[START OF Extract provided]
We writers were heading down to the dressing room area for interviews Saturday in the latter stages of the Apple Cup and we passed by the covered, heated seating area reserved for University of Washington boosters and their families.
Apparently, the 51-3 score wasn’t good enough for many of them. Apparently, the Huskies hadn’t embarrassed Washington State sufficiently.
Because many in the box were stomping their feet and chanting, “58, 58, 58!”
They wanted one more touchdown. But then, would that really have been enough?
Area writers largely have avoided addressing the juvenile, boorish behavior displayed too often by those clad in purple. They don’t want the phone calls; the nasty notes; the threatening e-mail. Who really wants the headaches?
First, let me stress that I’m not condemning every fan who wears gold W’s and owns those purple caps with stuffed Husky faces on them. Most fans are upstanding, sober, enthusiastic fans who love their team.
Yet, too many insist that the purchase of a ticket or a several-thousand-dollar grant to the university buys the right to unleash obscenities, over-the-top aggression and other objectionable behavior at games.
Yo, guys. You’re an embarrassment. A joke. And the biggest joke is that you don’t even realize it.
How else to explain the scene at the team hotel hours after the game? A group of us had written our stories and went back to the hotel restaurant for a bite to eat. In from the hotel bar staggered a group of eight or nine purple-clad Neanderthals, tossing around as many high-decibel expletives as Drew Brees calls slant patterns.
These weren’t kids. They were in their 40s and 50s, maybe older.
And they were quite a sight. Obviously already having spent considerable time in the bar, they loudly ordered another round of martinis with dinner. God only knows why the server didn’t cut them off. Probably because she was reasonably certain no one was going to attempt to drive until at least late in the morning.
But the rolling eyes of the few patrons in the restaurant said volumes.
Really reflected well on the university.
Sure, you could make the argument that every team has a fan base with a small number of goobers whose sole aim in life is to call attention to themselves and aggravate others, especially their hosts. But I’ve gathered in the years of covering the program that its supporters have one of the worst reputations in the Pacific-10 Conference for geekdom.
[END OF Extract provided]
• **Tasks to carry out**:
1. According to the Apple Cup column, what do area writers not want that leads them to avoid addressing fans' behavior? List each item.
2. In one to three sentences, explain why the Apple Cup column suggests the server in the hotel restaurant didn't cut off the group ordering martinis.
3. Answer these questions from the Apple Cup column:
(a) What was the score when the boosters were chanting "58, 58, 58!"?
(b) How many people were in the group that came in from the hotel bar?
(c) What ages does the column give for that group?
The listing that comes next has no connection to the Apple Cup column.
[START OF Data extract]
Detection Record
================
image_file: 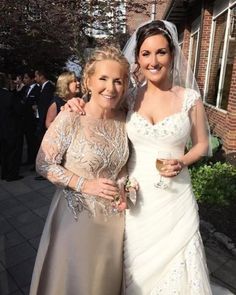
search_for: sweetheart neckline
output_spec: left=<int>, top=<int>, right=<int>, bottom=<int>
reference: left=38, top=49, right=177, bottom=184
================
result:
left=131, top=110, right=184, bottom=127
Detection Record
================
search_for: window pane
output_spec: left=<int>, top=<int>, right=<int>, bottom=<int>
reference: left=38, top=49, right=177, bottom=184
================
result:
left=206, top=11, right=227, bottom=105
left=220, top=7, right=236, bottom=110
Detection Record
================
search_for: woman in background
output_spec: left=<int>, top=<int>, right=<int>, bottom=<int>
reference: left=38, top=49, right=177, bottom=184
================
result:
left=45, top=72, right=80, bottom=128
[END OF Data extract]
[START OF Data extract]
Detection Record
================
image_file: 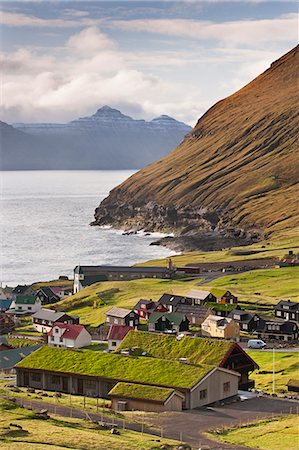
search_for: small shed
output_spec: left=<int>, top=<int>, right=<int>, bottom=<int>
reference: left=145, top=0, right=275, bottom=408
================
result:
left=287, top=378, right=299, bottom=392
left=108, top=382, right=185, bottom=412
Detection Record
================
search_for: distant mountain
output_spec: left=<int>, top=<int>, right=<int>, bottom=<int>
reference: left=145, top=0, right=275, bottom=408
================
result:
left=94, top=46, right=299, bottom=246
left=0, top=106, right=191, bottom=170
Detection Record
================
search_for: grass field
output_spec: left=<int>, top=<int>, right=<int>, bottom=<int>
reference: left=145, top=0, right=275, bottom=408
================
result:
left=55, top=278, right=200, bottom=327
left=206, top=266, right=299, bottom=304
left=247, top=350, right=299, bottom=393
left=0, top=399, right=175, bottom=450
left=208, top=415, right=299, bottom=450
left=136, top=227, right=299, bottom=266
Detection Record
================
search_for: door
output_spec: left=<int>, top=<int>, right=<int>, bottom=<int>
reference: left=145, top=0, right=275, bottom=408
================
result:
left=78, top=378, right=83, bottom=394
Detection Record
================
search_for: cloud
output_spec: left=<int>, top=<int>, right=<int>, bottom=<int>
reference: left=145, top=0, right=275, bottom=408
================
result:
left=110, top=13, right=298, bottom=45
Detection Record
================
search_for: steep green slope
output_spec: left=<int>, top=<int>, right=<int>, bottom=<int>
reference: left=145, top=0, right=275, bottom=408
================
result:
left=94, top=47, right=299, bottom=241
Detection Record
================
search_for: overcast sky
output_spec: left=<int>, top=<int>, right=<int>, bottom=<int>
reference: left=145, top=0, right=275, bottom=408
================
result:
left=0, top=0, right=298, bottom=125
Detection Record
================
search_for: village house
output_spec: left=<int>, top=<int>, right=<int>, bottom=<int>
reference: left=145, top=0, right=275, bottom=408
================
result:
[END OF Data extract]
• **List of solutions**:
1. The phone calls, the nasty notes, and the threatening e-mail.

2. The column suggests it was probably because she was reasonably certain that none of them would try to drive until at least late in the morning.

3.
(a) 51-3.
(b) Eight or nine.
(c) Their 40s and 50s, maybe older.